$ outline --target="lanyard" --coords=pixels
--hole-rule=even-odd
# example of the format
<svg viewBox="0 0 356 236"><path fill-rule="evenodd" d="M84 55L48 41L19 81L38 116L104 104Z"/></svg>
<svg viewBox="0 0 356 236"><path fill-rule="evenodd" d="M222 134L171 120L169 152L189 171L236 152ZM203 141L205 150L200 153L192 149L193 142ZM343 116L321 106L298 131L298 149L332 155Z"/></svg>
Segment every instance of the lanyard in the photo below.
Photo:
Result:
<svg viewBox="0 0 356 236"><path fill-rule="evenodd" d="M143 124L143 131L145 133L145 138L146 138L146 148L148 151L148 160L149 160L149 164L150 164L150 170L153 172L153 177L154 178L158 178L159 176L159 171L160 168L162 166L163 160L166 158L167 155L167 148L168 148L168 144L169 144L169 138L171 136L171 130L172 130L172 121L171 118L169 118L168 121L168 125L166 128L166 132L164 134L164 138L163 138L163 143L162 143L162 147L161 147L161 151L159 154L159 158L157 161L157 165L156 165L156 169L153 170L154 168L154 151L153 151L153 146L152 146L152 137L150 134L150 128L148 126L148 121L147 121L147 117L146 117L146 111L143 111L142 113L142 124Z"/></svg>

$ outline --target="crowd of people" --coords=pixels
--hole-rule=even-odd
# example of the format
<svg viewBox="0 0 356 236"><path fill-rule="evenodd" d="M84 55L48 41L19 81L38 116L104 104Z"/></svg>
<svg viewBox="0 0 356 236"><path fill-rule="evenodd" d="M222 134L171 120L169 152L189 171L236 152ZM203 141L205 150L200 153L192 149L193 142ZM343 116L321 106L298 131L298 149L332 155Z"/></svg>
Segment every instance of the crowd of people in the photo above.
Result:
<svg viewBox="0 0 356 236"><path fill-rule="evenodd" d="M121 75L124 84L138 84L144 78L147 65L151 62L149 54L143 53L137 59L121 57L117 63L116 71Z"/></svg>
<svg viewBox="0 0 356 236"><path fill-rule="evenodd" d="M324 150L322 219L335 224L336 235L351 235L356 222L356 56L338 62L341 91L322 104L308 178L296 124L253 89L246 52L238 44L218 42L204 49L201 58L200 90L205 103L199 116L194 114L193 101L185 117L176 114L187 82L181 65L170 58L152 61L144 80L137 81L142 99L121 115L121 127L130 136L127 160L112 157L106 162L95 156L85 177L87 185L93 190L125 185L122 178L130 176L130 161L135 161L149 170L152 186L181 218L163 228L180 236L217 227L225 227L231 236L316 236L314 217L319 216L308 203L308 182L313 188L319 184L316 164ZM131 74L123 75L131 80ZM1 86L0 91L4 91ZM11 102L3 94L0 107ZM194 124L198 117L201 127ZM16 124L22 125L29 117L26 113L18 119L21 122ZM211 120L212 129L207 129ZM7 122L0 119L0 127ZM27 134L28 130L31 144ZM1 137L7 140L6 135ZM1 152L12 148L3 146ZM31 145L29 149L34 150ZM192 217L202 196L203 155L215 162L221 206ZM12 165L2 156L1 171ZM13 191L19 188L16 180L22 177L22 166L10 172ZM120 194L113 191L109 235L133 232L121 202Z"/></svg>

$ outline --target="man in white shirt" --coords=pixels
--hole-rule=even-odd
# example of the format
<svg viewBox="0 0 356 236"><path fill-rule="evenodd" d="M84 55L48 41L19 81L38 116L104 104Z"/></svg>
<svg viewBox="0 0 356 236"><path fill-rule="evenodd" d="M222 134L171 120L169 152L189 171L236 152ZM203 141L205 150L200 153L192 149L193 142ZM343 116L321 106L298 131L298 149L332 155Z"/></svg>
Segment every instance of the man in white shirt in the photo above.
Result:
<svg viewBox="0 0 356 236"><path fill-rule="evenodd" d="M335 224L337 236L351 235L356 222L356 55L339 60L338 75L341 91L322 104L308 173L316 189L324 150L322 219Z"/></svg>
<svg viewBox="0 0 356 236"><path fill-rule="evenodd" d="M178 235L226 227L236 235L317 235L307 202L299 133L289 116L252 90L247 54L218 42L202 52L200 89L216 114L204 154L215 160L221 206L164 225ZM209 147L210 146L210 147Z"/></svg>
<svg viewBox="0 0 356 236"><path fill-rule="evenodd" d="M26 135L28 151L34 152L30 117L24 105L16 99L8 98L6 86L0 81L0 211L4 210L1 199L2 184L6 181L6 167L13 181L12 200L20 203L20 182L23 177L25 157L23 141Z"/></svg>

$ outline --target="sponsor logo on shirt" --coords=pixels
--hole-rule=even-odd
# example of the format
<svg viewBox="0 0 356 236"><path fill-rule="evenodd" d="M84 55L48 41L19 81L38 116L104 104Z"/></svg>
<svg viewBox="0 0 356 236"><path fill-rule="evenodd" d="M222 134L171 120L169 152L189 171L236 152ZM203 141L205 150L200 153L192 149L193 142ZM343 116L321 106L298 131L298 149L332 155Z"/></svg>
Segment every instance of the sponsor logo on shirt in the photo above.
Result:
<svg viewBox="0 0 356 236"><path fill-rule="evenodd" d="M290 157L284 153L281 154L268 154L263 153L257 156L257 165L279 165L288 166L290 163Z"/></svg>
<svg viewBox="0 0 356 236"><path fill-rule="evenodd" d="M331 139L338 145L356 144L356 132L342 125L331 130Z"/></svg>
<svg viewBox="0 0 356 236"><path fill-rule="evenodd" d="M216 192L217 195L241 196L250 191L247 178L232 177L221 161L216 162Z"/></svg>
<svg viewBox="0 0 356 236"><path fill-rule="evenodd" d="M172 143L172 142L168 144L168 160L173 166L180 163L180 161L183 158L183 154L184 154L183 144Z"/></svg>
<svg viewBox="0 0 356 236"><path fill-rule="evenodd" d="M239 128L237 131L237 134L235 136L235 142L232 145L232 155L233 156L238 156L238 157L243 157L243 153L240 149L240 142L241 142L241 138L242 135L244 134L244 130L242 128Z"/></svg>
========
▶ **What you should do**
Convert every line of the material above into a JSON array of strings, one string per line, leaving out the blank lines.

▶ **Reply**
[
  "$ outline --target=\"lanyard\" --coords=pixels",
  "--hole-rule=even-odd",
  "# example of the format",
  "<svg viewBox=\"0 0 356 236\"><path fill-rule=\"evenodd\" d=\"M84 55L48 41L19 81L38 116L104 104Z\"/></svg>",
  "<svg viewBox=\"0 0 356 236\"><path fill-rule=\"evenodd\" d=\"M222 134L171 120L169 152L189 171L236 152ZM203 141L205 150L200 153L192 149L193 142ZM343 116L321 106L298 131L298 149L332 155Z\"/></svg>",
  "Segment every instance of the lanyard in the photo below.",
  "Photo:",
  "Result:",
  "<svg viewBox=\"0 0 356 236\"><path fill-rule=\"evenodd\" d=\"M143 124L143 131L145 133L145 138L146 138L146 148L148 151L148 160L149 160L149 164L150 164L150 170L153 172L153 177L154 178L158 178L159 176L159 171L160 168L162 166L163 160L166 158L167 155L167 148L168 148L168 144L169 144L169 138L171 136L171 130L172 130L172 121L171 118L169 118L168 121L168 125L166 128L166 132L164 134L164 138L163 138L163 143L162 143L162 147L161 147L161 151L159 154L159 158L157 161L157 165L156 165L156 169L153 170L154 168L154 151L153 151L153 146L152 146L152 137L150 134L150 128L148 126L148 121L147 121L147 117L146 117L146 111L143 111L142 113L142 124Z\"/></svg>",
  "$ outline --target=\"crowd of people\" --coords=pixels",
  "--hole-rule=even-odd",
  "# example of the format",
  "<svg viewBox=\"0 0 356 236\"><path fill-rule=\"evenodd\" d=\"M84 55L48 41L19 81L38 116L104 104Z\"/></svg>",
  "<svg viewBox=\"0 0 356 236\"><path fill-rule=\"evenodd\" d=\"M222 134L171 120L169 152L189 171L236 152ZM203 141L205 150L200 153L192 149L193 142ZM343 116L321 106L298 131L298 149L332 155Z\"/></svg>",
  "Segment every instance of the crowd of people in the photo above.",
  "Result:",
  "<svg viewBox=\"0 0 356 236\"><path fill-rule=\"evenodd\" d=\"M121 75L124 84L138 84L144 78L147 65L151 62L149 54L143 53L137 59L121 57L117 63L116 71Z\"/></svg>",
  "<svg viewBox=\"0 0 356 236\"><path fill-rule=\"evenodd\" d=\"M324 150L322 219L335 224L336 235L351 235L356 222L356 56L338 62L341 91L322 104L308 178L296 124L253 89L246 52L238 44L218 42L204 49L201 58L200 90L205 103L199 116L194 114L193 101L185 117L176 114L187 82L181 65L170 58L152 61L144 80L137 81L142 99L121 115L121 127L130 136L127 160L112 157L106 162L95 156L85 177L87 185L93 190L125 185L122 178L130 176L130 161L135 161L149 170L152 186L181 218L163 228L180 236L217 227L225 227L231 236L316 236L314 217L319 216L308 203L308 182L313 188L319 184L316 164ZM131 74L123 75L131 80ZM1 86L0 91L4 91ZM11 102L3 94L0 107ZM194 124L198 117L201 127ZM16 124L22 125L29 117L26 113L18 119L21 122ZM211 120L212 129L207 129ZM7 122L0 119L0 127ZM27 134L28 130L31 144ZM1 137L7 140L6 135ZM1 152L12 148L3 146ZM31 145L29 149L34 150ZM192 217L202 196L203 155L215 162L221 206ZM12 165L2 156L1 171ZM13 191L19 188L16 180L22 177L22 166L10 172ZM120 194L113 191L109 235L133 232L121 202Z\"/></svg>",
  "$ outline --target=\"man in white shirt\" --coords=pixels",
  "--hole-rule=even-odd",
  "# example of the format",
  "<svg viewBox=\"0 0 356 236\"><path fill-rule=\"evenodd\" d=\"M84 55L48 41L19 81L38 116L104 104Z\"/></svg>",
  "<svg viewBox=\"0 0 356 236\"><path fill-rule=\"evenodd\" d=\"M222 134L171 120L169 152L189 171L236 152ZM203 141L205 150L200 153L192 149L193 142ZM343 116L321 106L298 131L298 149L332 155Z\"/></svg>",
  "Segment every instance of the man in white shirt in the photo above.",
  "Result:",
  "<svg viewBox=\"0 0 356 236\"><path fill-rule=\"evenodd\" d=\"M335 224L337 236L351 235L356 222L356 55L339 60L338 75L341 91L322 104L308 173L316 189L324 150L322 219Z\"/></svg>",
  "<svg viewBox=\"0 0 356 236\"><path fill-rule=\"evenodd\" d=\"M178 235L226 227L236 235L317 235L307 202L299 133L289 116L252 90L247 54L218 42L202 52L200 89L216 114L204 154L215 160L221 206L164 225ZM209 147L210 146L210 147Z\"/></svg>",
  "<svg viewBox=\"0 0 356 236\"><path fill-rule=\"evenodd\" d=\"M26 135L28 151L34 152L30 117L24 105L16 99L8 98L6 86L0 81L0 211L4 210L1 199L2 184L6 181L6 167L13 181L12 200L20 203L20 182L23 177L25 157L23 141Z\"/></svg>",
  "$ outline --target=\"sponsor logo on shirt\" --coords=pixels",
  "--hole-rule=even-odd",
  "# example of the format",
  "<svg viewBox=\"0 0 356 236\"><path fill-rule=\"evenodd\" d=\"M84 55L48 41L19 81L38 116L104 104Z\"/></svg>",
  "<svg viewBox=\"0 0 356 236\"><path fill-rule=\"evenodd\" d=\"M222 134L171 120L169 152L189 171L236 152ZM203 141L205 150L200 153L192 149L193 142ZM343 116L321 106L298 131L298 149L332 155Z\"/></svg>",
  "Segment every instance of the sponsor logo on shirt in the photo above.",
  "Result:",
  "<svg viewBox=\"0 0 356 236\"><path fill-rule=\"evenodd\" d=\"M290 157L284 153L281 154L268 154L263 153L257 156L257 165L279 165L288 166L290 163Z\"/></svg>",
  "<svg viewBox=\"0 0 356 236\"><path fill-rule=\"evenodd\" d=\"M331 139L338 145L356 144L356 132L342 125L331 130Z\"/></svg>",
  "<svg viewBox=\"0 0 356 236\"><path fill-rule=\"evenodd\" d=\"M216 192L217 195L241 196L250 191L247 178L232 177L221 161L216 162Z\"/></svg>",
  "<svg viewBox=\"0 0 356 236\"><path fill-rule=\"evenodd\" d=\"M172 143L172 142L168 144L168 160L173 166L180 163L180 161L183 158L183 154L184 154L183 144Z\"/></svg>",
  "<svg viewBox=\"0 0 356 236\"><path fill-rule=\"evenodd\" d=\"M239 128L237 131L237 134L235 136L235 142L232 145L232 155L233 156L238 156L238 157L243 157L243 153L240 149L240 142L241 142L241 138L242 135L244 134L244 130L242 128Z\"/></svg>"
]